**Supplied passage**
+===+
Confession of a Pixel Mechanic

by Alan Herrell

     I know that the web is the greatest intellectual achievement in the history of the human race. This knowledge goes beyond my rational brain, into that area of human experience called profound faith. I am not a religious person. I am a semi-rational individual who doesn't take much on faith. I have some problems.

Confession

     I spent 25 years of my life as a drunk and a dope fiend. I have been clean and sober for a bit over 13 years now. It took two voluntary tries and shutting down 4 square blocks of a major metropolitan downtown area around lunchtime in the middle of the week, a closed door commitment hearing, an involuntary stay at a psychiatric mental hospital, a 1800 mile move and a marriage to get me pointed in the right direction.

     The final answer to the abuse lunacy came from a fellow inmate who said, "Listen, out of everything you can imagine yourself doing, out of every possibility there is in the world, these are the only two things you can not do." It still took me two years to understand what he actually said and begin to live.

     I am a bit of an absolutist. I have to be. I still have problems. The clink of ice in an old fashioned glass, the sensual sound of whisky gently splashing over the ice, the smokey gold color of fine scotch and the resulting descent into insanity I remember far too well.

What is this web thing?

     "I spend a lot of time on the web. It's my day job, and I'm happy to do it. Besides building websites, I think about the web and where it's going." I said that. It is on my opinion page. Am I still happy about it? I don't know.
+===+
**Excerpted records**

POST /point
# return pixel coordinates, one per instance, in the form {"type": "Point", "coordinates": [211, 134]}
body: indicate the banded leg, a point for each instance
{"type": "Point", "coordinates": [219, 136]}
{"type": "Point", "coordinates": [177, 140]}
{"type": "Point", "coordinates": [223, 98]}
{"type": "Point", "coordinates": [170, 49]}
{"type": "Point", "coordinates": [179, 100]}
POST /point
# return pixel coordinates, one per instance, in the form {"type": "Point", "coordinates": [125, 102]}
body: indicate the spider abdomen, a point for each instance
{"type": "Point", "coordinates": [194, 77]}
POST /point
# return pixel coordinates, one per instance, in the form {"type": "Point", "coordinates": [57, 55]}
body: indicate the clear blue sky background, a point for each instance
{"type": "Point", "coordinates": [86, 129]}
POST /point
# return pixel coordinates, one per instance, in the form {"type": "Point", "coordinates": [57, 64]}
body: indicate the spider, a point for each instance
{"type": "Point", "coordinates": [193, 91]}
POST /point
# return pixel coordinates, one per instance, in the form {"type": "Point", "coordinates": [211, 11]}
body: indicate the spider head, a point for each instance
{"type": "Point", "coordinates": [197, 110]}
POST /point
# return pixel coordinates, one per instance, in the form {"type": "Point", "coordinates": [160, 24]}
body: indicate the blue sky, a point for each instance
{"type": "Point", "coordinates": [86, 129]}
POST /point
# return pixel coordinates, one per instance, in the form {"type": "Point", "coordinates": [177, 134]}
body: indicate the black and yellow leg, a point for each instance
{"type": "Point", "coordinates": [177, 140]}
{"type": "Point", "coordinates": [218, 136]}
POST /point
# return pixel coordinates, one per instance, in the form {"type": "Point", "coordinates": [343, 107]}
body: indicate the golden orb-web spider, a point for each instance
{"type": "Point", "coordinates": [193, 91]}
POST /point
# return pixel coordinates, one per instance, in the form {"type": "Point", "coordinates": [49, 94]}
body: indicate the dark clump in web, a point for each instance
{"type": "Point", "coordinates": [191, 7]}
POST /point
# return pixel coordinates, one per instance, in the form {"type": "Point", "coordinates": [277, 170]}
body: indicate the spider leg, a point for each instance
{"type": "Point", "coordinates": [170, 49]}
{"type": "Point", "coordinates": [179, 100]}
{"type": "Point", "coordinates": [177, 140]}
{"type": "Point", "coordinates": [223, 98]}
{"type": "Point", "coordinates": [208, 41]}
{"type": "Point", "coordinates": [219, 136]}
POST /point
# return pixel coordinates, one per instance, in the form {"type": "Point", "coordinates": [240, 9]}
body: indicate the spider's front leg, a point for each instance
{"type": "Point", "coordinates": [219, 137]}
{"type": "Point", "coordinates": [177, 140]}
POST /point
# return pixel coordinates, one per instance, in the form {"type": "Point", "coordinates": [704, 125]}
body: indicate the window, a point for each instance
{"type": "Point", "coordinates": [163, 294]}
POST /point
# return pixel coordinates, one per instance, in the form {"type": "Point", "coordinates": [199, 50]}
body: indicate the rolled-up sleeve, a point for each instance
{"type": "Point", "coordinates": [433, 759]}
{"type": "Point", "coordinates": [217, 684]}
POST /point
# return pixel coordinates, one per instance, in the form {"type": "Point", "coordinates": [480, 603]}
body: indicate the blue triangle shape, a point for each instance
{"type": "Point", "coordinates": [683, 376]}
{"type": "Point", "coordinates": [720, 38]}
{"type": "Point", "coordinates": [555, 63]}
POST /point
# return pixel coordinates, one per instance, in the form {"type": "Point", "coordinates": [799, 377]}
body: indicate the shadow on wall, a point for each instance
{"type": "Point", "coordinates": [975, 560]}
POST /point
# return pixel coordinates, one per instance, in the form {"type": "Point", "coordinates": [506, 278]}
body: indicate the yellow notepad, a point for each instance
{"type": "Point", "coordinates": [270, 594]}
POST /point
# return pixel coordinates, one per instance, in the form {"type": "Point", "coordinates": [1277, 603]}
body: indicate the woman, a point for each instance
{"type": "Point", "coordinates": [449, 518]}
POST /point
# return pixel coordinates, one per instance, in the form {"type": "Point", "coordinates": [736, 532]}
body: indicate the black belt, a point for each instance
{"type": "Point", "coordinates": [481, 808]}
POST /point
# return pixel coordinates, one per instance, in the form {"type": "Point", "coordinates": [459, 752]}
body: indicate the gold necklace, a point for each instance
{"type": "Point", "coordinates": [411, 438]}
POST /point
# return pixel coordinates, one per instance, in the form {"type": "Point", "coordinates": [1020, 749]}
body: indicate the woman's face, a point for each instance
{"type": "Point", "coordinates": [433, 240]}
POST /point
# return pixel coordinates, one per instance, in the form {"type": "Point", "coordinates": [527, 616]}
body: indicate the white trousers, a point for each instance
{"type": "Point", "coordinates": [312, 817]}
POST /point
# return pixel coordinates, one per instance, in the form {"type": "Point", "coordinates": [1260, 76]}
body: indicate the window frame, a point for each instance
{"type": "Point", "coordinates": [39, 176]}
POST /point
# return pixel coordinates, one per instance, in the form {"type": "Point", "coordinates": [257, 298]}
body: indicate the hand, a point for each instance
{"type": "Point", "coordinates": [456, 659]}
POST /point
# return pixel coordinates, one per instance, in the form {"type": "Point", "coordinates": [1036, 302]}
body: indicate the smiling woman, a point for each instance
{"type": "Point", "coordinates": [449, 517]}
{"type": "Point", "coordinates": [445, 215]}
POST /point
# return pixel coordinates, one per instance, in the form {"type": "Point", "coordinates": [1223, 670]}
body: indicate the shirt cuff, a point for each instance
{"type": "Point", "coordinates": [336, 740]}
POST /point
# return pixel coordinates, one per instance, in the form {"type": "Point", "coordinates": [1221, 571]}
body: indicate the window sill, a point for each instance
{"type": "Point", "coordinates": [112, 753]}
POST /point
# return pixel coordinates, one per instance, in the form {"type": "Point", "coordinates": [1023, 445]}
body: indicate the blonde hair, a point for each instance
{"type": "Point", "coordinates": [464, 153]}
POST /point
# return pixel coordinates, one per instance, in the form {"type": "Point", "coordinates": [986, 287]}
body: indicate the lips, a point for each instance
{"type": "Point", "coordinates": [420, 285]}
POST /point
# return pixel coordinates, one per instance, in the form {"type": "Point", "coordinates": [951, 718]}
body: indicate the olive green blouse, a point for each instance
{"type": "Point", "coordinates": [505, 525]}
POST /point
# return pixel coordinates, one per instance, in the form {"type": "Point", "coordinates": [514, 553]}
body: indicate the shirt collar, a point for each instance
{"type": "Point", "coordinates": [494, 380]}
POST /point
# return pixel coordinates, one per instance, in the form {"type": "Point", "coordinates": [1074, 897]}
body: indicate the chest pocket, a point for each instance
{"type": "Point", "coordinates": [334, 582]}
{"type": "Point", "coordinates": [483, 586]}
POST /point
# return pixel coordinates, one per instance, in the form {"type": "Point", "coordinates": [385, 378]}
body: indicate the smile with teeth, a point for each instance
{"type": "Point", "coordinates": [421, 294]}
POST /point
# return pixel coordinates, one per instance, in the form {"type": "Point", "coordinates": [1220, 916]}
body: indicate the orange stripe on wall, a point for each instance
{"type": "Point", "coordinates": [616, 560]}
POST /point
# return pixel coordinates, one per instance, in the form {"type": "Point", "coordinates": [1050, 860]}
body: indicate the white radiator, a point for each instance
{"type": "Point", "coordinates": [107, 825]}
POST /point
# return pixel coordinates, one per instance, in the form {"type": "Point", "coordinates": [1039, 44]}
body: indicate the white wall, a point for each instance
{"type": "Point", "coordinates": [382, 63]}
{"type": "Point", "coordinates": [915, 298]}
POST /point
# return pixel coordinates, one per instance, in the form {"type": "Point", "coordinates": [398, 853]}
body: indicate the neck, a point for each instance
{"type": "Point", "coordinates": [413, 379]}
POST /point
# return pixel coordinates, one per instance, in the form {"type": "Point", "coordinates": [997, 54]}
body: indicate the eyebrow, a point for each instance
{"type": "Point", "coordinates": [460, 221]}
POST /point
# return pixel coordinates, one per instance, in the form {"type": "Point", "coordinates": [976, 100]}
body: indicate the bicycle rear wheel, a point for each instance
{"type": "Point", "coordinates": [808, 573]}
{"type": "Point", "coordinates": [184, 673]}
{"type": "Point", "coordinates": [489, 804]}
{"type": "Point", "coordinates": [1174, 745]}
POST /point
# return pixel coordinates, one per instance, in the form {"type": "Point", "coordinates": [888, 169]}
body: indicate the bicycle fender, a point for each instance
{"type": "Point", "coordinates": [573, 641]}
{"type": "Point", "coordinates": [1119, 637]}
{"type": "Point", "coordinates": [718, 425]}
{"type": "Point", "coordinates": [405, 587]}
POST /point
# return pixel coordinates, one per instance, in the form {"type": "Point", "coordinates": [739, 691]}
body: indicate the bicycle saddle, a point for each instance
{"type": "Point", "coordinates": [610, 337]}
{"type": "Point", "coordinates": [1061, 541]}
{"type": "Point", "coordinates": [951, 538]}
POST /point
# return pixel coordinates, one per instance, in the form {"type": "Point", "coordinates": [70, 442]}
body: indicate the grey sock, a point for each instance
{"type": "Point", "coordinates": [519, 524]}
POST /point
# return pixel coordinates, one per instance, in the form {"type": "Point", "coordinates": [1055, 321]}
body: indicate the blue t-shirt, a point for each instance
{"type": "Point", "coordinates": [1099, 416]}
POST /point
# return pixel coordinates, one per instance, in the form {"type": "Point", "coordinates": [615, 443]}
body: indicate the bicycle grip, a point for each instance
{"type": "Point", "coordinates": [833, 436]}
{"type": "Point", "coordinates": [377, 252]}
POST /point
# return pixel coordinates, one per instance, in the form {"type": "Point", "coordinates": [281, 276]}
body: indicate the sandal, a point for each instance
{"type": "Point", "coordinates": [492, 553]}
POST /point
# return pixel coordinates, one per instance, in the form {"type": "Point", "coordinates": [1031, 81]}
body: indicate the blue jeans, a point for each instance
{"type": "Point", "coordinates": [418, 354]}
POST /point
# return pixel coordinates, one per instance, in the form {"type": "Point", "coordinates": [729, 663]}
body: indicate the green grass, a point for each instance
+===+
**Assignment**
Extend the pixel mechanic's confession essay from its last sentence, keeping its first-person voice. The listing was taken from a separate source and has no connection to the essay.

**Exercise response**
     I watch and read and write about the web. I watched with horror the rise of the so called commercial web and it's recent collapse. Yes I laughed when these dot.coms crashed and burned. Making money the old fashioned way by working for it works much better than hoping that the kindness of clueless strangers with more money than sense will dig some company built on vaporware out of the dirt.

     Don't worry, it's still about the money. The rise of litigation surrounding the current laws regarding copyright, trademarks and our very own domain hijacking, will insure that the lawyers will continue to feed their families. The marketeers are waiting in the wings for the next big thing to build brand identity, build desire, and make you ashamed that you do not use their products. The web is the perfect vehicle to separate you from your money, in your home, in your chair, on your computer.

     I read with anguish the stories of folks who bought into a dream and then were sold out. That I can share your pain at all, is a pretty amazing thing. But this is not about you, this is about us.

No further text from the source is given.